How many lines of the material below contain the string "sauce", with case counting? Reply with the number alone.

-- -- --

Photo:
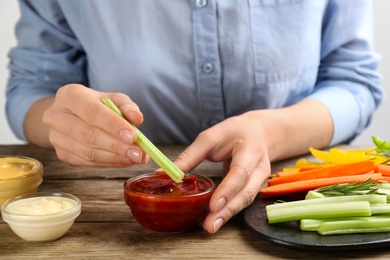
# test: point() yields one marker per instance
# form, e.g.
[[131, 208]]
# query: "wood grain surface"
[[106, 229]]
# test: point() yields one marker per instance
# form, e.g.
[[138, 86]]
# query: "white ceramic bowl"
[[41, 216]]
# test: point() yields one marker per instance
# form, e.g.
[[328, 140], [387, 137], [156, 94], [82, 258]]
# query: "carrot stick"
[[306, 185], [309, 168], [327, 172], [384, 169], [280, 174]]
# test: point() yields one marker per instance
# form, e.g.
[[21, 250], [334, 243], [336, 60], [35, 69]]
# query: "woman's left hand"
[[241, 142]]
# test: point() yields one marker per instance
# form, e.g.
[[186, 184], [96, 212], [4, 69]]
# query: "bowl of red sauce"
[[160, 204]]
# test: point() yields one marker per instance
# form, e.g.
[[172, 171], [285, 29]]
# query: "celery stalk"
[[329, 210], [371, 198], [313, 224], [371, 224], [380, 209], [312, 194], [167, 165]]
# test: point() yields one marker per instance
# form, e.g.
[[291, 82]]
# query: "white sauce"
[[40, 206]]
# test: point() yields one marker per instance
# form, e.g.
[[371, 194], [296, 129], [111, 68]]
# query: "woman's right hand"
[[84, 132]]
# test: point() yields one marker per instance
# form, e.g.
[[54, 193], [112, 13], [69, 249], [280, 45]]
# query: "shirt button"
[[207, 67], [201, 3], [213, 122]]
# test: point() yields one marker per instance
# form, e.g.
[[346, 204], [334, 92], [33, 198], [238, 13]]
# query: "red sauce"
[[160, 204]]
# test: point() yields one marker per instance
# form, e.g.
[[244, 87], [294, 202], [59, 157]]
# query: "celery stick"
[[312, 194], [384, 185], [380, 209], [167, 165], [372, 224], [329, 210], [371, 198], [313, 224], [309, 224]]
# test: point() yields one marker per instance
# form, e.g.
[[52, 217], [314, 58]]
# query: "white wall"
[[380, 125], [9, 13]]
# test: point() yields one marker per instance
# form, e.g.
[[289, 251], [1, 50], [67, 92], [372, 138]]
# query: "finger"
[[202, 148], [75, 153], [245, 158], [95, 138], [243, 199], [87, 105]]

-- -- --

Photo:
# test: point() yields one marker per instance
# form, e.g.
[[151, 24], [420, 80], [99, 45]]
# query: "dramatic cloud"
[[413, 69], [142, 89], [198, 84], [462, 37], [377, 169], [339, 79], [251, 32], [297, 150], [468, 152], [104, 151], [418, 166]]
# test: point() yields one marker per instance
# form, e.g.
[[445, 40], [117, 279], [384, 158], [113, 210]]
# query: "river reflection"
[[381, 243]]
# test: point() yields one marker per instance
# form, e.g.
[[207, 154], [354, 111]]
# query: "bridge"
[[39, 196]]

-- -- --

▶ [Expected answer] 3